**Short task:** Copy the material word for word, from its first line through the line containing "[0,341,896,1344]", inclusive. Leave the pictures out of your copy.

Data lines:
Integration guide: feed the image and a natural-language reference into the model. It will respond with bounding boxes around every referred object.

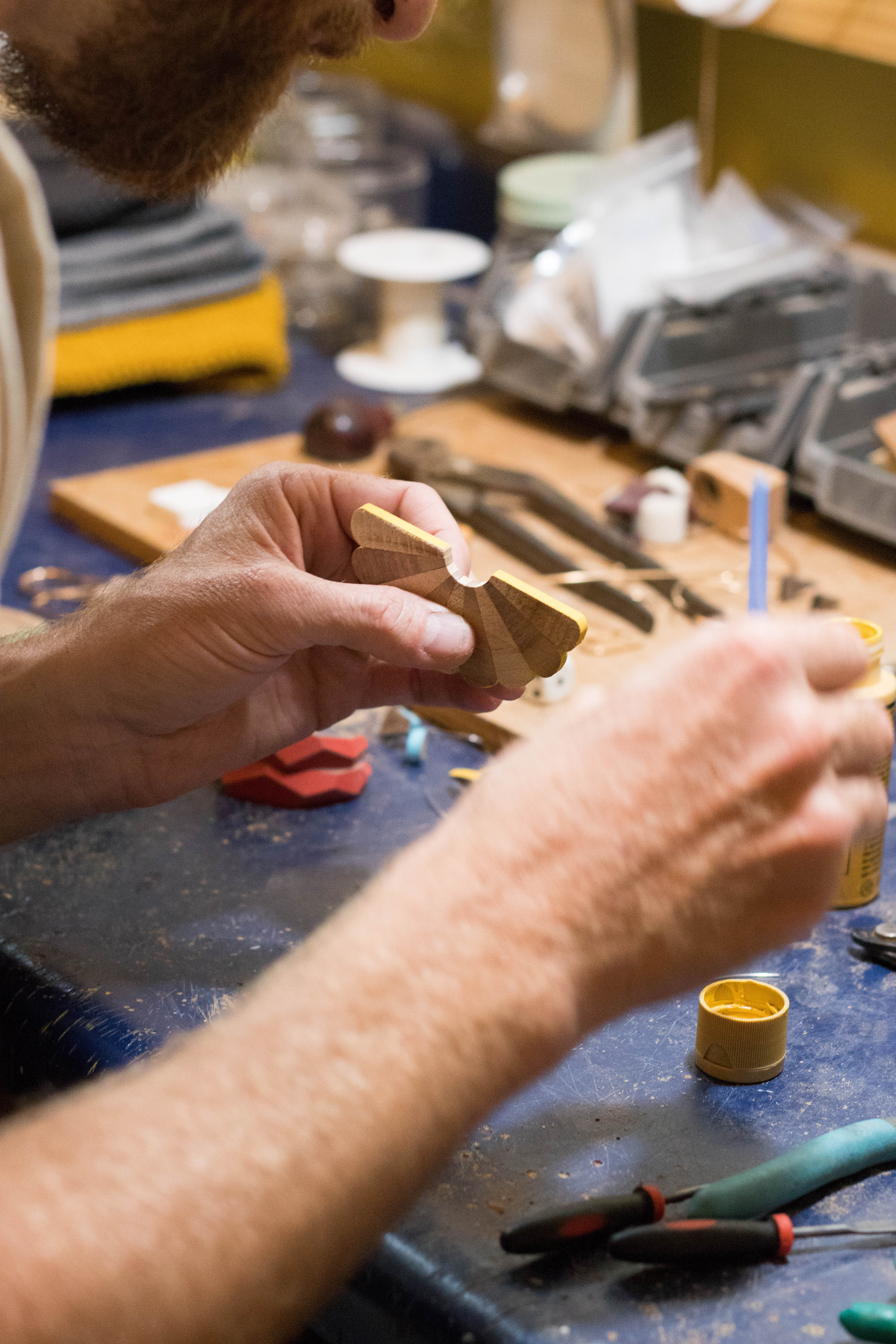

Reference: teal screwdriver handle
[840,1302,896,1344]
[688,1120,896,1226]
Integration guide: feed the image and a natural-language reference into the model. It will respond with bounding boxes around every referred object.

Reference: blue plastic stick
[747,476,768,612]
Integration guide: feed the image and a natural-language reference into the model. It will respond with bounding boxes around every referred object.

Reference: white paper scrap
[149,480,230,532]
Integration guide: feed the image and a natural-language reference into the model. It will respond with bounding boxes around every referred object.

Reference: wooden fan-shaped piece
[352,504,588,687]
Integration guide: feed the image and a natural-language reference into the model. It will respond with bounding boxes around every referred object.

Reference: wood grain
[47,390,896,735]
[352,504,588,687]
[685,449,790,542]
[50,434,301,563]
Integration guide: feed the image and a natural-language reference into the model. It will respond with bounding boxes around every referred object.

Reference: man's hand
[402,620,893,1034]
[0,621,892,1344]
[0,464,519,841]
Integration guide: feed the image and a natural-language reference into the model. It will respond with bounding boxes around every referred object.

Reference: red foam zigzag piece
[267,732,367,774]
[220,734,372,808]
[220,761,372,808]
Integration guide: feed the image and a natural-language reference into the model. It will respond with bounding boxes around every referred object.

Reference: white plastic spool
[336,228,492,392]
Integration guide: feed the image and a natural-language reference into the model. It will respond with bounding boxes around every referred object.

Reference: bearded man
[0,0,892,1344]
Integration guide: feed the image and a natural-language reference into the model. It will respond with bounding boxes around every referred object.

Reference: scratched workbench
[0,341,896,1344]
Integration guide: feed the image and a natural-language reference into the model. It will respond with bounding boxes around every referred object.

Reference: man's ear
[369,0,438,42]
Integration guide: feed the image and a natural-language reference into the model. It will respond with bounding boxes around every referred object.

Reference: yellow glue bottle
[834,620,896,910]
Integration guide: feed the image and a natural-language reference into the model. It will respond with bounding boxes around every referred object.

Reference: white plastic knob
[635,491,690,542]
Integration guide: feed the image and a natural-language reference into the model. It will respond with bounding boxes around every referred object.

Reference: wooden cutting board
[52,395,896,734]
[50,434,301,564]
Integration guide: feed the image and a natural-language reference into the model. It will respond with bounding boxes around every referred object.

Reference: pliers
[388,438,723,634]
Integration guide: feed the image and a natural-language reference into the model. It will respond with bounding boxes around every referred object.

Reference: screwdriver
[607,1214,896,1266]
[501,1185,700,1255]
[501,1120,896,1255]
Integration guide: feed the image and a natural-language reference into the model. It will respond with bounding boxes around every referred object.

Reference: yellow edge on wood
[357,504,451,555]
[492,570,588,649]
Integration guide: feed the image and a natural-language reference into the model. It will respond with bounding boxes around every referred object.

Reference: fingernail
[423,612,473,659]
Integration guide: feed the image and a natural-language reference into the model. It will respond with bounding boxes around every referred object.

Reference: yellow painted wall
[333,0,494,130]
[329,0,896,247]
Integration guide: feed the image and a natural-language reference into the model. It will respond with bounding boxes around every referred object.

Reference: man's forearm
[0,828,571,1344]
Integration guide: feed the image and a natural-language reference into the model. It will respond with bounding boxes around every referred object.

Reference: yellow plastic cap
[694,980,790,1083]
[833,616,884,687]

**Answer to this task:**
Integration guide: feed the image and a natural-language reference into the model. It will respond with bounding boxes around every referred object.


Reference: teal screwdriver handle
[840,1302,896,1344]
[688,1120,896,1226]
Integration guide: feed the image and a natural-language reference into the model. It will respond with bounding boxes around every referred object.

Reference: blue plastic stick
[747,476,768,612]
Integration guide: feed the image and a natural-language reference into the model. It will respond with bounding boxes around every referred object.

Reference: white paper scrap
[149,480,230,532]
Integration guide: feed the image and a natural-language reference into the model. It will respond with bounding boxes around every referred object.

Reference: wooden fan-shaped piece
[352,504,588,687]
Integration guide: feed the image and a natural-language reference into the model. It will respond with bounding boxes around every referred object.

Reference: wood grain
[47,390,896,735]
[352,504,588,687]
[685,449,790,542]
[50,434,301,563]
Integration guide: feed the image and a natural-language reference into the model. It will respond with bounding boxes around every referred object.

Reference: man's hand
[402,620,893,1034]
[0,621,892,1344]
[0,464,519,841]
Integration guide: feed the image and a natural-language reference into the model. It will respond with bounding boxes around every referred object.

Reference: red foam zigzag piece
[267,732,367,774]
[220,734,372,808]
[220,761,372,808]
Integration guide: feed the image and a natural-language reference into the model. It will respond with bounding boxes around every referred object.

Reference: white plastic spool
[336,228,492,392]
Integration guide: feed the image and a natural-language reference into the model. It will respond with bounding boxes around every referred object.

Reference: bearded man
[0,0,892,1344]
Integration guide: feed the image and a natural-language reference into the model. It will respond with bounding boxes around every referred object.

Reference: scratched workbench
[0,341,896,1344]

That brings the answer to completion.